[Goal of the exercise]
Count the lines in the items below that contain the string "negative". Reply with the number alone.

[Listed entries]
-- Opening Marker --
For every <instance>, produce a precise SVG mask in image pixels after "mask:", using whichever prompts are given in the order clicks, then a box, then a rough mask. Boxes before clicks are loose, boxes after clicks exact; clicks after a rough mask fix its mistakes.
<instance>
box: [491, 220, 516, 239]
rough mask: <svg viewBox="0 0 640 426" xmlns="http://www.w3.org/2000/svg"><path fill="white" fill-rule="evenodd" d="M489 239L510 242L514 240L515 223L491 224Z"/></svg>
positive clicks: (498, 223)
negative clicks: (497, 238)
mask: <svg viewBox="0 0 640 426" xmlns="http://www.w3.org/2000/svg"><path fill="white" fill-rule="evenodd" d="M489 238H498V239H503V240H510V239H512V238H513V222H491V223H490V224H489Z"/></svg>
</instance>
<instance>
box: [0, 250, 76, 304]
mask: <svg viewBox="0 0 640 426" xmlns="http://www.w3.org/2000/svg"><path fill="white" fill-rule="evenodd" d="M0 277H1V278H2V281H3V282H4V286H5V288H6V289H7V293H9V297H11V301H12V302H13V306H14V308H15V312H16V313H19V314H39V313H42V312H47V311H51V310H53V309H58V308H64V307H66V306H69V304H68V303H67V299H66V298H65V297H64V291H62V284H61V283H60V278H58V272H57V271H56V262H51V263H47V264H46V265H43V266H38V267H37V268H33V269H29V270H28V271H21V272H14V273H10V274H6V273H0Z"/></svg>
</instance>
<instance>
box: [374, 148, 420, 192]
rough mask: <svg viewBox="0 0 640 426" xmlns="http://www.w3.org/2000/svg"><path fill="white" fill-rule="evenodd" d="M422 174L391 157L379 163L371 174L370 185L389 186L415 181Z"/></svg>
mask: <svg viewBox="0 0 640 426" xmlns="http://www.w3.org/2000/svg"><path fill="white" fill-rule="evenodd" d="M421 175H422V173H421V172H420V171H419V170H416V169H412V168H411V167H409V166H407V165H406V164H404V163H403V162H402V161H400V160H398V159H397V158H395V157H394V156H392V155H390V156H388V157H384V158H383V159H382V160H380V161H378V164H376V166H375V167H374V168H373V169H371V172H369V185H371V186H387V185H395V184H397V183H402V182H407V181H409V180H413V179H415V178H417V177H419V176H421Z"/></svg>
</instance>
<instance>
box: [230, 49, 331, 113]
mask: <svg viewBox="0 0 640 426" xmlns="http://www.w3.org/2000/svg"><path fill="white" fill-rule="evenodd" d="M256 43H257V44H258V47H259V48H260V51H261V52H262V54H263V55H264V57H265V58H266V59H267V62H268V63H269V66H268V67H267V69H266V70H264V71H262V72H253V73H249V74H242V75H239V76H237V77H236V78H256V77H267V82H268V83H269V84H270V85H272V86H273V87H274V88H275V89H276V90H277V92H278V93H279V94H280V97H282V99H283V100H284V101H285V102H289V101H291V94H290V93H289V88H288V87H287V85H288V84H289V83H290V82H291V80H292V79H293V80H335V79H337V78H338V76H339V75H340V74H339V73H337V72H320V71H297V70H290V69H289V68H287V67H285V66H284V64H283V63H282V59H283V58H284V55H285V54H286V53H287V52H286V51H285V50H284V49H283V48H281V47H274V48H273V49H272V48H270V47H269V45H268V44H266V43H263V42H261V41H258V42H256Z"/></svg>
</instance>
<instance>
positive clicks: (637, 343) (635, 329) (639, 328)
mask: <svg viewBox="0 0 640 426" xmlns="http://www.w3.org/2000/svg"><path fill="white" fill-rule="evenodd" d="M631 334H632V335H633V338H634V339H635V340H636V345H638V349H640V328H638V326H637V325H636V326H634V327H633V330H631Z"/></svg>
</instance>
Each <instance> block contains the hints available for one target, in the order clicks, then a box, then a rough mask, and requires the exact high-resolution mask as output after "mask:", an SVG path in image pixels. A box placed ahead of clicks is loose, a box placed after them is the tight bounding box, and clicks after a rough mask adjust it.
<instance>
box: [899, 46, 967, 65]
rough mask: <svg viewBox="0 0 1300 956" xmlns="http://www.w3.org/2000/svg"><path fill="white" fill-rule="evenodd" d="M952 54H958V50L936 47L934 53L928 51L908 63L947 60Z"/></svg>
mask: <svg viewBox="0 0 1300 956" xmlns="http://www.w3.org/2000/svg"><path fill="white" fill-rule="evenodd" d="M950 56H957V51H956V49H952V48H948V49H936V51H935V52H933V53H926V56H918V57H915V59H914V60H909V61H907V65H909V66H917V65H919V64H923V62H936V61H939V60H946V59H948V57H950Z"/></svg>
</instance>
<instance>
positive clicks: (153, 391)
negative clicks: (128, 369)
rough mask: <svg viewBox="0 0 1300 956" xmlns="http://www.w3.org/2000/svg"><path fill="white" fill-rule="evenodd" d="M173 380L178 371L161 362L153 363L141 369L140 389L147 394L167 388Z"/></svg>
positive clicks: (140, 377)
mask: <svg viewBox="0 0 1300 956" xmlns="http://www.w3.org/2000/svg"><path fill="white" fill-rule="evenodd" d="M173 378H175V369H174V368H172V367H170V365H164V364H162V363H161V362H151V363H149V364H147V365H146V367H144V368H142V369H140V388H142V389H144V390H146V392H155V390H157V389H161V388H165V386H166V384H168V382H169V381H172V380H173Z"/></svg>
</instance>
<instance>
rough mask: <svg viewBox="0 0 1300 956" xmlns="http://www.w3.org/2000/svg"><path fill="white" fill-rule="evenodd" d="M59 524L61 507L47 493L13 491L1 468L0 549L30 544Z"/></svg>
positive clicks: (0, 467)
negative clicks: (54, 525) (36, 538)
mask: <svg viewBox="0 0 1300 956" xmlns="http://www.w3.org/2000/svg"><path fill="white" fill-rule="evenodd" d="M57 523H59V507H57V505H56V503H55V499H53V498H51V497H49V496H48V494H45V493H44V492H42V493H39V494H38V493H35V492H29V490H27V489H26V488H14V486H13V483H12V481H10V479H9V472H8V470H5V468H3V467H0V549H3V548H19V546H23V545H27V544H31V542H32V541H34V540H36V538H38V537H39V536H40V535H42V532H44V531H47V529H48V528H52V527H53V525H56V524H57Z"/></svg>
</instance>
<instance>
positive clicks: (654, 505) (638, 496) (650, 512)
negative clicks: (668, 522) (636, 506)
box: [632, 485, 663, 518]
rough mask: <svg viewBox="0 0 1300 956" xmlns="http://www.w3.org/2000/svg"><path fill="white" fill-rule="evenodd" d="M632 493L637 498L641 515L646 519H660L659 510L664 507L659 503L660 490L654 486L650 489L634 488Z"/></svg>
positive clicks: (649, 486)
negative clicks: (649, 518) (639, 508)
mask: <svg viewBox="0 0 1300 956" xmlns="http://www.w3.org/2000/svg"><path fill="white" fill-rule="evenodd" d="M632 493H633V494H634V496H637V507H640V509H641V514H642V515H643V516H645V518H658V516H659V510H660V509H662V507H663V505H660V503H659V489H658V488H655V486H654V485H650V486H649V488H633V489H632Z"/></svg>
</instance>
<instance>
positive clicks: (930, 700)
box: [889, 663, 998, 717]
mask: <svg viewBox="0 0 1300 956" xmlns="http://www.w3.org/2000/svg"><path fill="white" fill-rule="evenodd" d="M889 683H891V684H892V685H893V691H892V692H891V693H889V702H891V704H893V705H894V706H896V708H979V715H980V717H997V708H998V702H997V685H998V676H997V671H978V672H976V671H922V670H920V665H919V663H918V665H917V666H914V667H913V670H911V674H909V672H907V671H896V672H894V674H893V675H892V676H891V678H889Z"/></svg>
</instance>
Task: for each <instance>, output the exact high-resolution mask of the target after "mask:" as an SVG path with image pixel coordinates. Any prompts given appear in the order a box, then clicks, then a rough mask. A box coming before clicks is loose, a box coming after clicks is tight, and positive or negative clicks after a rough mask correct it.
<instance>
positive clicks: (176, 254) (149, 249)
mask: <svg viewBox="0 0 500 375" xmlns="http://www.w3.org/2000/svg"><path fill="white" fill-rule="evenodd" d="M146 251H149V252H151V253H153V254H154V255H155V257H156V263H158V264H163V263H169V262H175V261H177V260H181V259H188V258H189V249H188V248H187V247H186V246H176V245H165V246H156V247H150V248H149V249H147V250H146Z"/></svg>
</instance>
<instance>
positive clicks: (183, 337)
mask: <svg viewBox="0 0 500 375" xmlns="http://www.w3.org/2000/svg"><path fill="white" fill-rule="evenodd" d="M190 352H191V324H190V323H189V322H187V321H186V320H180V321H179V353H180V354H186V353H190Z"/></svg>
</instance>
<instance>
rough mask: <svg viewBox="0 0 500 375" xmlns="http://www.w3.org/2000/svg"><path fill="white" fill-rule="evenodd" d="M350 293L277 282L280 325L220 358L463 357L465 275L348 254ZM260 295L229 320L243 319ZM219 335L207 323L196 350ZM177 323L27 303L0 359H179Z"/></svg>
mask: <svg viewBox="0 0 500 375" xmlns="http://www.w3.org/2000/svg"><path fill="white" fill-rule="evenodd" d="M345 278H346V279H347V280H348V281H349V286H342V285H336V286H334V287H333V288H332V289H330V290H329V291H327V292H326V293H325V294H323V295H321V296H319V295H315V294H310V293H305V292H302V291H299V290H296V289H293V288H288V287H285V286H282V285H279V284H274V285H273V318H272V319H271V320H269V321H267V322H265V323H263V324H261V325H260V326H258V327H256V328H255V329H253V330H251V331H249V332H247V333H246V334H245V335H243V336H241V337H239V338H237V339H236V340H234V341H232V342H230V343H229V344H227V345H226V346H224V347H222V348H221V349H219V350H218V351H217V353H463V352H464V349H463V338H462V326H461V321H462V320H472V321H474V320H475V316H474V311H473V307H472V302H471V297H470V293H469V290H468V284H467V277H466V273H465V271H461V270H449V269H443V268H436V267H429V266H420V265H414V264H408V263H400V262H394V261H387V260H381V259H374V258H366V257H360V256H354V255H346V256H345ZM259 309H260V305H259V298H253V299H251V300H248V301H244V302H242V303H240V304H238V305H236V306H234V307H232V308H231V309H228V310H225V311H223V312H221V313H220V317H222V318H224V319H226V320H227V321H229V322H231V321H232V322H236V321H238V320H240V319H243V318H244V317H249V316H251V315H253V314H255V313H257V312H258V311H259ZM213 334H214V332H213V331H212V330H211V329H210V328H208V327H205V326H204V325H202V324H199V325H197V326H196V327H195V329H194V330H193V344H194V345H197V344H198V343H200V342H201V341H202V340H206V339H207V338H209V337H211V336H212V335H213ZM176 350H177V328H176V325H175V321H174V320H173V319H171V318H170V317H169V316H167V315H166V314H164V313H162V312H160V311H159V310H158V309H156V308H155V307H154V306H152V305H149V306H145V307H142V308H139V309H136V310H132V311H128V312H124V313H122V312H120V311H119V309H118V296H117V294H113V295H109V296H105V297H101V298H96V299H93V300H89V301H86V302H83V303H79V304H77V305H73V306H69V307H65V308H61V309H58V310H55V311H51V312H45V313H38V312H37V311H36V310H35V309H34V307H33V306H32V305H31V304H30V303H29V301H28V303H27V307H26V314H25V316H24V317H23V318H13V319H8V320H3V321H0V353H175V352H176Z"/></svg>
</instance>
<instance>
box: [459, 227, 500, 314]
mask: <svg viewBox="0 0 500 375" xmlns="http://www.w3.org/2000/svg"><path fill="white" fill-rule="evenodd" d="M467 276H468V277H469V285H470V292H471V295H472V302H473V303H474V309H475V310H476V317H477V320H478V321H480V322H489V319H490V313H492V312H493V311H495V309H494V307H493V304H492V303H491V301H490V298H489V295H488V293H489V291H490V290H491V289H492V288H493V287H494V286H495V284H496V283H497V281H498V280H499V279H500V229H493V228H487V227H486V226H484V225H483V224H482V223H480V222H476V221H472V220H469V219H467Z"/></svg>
-- Closing Marker --
[Output for this exercise]
6